#### Task material:
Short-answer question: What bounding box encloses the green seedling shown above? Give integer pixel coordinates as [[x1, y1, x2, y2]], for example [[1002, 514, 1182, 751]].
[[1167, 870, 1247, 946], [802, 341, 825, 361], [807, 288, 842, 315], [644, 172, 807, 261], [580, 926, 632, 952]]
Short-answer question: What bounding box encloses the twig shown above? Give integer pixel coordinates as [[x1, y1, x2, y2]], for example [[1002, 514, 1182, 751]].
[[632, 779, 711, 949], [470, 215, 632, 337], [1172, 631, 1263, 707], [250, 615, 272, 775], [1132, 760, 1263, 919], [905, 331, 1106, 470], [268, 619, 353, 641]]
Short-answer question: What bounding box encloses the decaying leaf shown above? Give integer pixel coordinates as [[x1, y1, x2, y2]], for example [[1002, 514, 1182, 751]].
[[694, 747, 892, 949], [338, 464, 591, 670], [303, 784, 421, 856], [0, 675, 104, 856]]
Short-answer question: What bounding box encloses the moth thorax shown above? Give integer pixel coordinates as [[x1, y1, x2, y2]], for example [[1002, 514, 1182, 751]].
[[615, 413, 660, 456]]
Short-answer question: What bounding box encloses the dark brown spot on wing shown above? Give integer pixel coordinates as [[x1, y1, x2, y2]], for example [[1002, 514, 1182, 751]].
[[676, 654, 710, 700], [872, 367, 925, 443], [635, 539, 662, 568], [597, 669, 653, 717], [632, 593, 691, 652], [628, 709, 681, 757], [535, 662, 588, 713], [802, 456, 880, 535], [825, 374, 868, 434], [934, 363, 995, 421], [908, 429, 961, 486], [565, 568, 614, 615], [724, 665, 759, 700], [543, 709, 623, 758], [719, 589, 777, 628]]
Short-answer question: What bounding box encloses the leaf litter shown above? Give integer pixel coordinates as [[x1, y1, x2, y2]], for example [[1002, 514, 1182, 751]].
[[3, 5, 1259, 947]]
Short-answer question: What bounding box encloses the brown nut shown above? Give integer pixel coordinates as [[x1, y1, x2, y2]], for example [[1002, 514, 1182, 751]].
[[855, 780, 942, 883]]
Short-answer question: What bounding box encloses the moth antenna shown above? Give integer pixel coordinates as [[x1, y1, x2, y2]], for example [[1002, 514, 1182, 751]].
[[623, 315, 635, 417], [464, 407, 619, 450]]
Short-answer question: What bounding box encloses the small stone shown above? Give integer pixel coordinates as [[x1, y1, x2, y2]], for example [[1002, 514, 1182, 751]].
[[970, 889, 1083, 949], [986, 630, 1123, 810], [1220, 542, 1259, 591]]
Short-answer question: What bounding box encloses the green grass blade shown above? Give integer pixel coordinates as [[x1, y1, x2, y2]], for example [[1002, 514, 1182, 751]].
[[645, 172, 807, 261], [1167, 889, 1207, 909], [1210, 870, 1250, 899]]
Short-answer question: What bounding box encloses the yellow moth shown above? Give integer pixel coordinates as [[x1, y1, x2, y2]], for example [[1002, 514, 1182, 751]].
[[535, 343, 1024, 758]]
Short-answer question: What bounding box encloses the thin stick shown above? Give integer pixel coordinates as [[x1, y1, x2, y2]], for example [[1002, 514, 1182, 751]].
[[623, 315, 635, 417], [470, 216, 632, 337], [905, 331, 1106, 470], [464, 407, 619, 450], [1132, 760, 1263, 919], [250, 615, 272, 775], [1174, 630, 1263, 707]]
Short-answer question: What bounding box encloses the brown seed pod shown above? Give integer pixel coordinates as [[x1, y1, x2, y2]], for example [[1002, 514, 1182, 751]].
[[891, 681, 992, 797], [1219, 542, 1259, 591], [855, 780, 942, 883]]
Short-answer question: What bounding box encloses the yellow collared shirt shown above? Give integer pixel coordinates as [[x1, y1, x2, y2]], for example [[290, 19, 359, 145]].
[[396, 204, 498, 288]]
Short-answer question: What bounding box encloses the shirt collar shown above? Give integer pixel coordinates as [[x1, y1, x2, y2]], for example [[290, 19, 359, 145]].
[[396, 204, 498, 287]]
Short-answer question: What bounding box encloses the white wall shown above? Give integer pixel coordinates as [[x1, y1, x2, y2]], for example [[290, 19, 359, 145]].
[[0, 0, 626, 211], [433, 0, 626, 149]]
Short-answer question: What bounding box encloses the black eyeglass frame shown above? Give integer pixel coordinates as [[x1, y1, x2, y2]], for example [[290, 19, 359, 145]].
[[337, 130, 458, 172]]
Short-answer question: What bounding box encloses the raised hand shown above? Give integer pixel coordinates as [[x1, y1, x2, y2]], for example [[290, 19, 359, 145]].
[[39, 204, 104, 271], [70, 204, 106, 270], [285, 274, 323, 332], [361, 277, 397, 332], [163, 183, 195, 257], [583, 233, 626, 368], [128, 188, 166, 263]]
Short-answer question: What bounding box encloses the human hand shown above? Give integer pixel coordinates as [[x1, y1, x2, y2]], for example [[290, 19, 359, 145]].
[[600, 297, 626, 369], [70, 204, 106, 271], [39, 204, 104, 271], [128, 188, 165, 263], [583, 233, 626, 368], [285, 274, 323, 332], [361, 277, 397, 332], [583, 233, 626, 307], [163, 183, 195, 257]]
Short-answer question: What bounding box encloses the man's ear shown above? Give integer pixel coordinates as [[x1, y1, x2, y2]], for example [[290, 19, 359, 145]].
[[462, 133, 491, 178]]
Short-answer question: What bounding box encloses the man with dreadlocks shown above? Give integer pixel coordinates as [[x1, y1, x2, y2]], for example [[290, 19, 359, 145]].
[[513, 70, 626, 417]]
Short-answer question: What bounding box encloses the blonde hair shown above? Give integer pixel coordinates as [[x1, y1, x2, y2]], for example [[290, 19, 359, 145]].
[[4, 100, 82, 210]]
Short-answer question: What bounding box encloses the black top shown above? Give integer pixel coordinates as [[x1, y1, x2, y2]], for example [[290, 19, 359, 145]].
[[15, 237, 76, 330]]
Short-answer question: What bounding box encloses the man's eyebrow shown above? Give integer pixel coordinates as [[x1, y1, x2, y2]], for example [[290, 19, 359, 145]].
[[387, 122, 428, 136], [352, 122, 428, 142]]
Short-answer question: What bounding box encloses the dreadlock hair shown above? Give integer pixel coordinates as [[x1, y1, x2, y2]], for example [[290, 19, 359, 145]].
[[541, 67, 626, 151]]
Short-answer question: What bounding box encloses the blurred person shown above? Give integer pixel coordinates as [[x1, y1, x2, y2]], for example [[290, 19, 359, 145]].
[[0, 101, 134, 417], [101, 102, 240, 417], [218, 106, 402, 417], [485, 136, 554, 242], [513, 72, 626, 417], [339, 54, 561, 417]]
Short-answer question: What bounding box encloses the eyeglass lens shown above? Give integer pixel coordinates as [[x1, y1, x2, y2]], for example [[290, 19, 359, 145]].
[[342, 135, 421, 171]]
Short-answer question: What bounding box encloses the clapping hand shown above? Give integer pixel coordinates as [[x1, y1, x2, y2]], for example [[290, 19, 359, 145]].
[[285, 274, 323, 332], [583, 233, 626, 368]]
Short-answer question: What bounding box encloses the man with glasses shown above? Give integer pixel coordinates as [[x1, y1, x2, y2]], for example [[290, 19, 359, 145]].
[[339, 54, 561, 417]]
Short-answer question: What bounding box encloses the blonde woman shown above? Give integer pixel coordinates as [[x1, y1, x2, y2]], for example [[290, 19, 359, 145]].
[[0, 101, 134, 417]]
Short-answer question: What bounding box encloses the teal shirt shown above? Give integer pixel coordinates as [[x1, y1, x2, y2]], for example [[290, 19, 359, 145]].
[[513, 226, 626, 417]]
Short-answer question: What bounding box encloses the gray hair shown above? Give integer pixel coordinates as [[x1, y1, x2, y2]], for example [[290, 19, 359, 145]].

#### What to produce:
Return every line of the data from the line containing "the blonde hair" down to the line containing "[[4, 100, 82, 210]]", including both of those lines, reproduced verbatim.

#### Response to the task:
Short-answer question: What bounding box encloses the blonde hair shown above? Give integer pixel coordinates as [[x1, y1, x2, y2]], for example [[290, 19, 359, 145]].
[[4, 100, 82, 210]]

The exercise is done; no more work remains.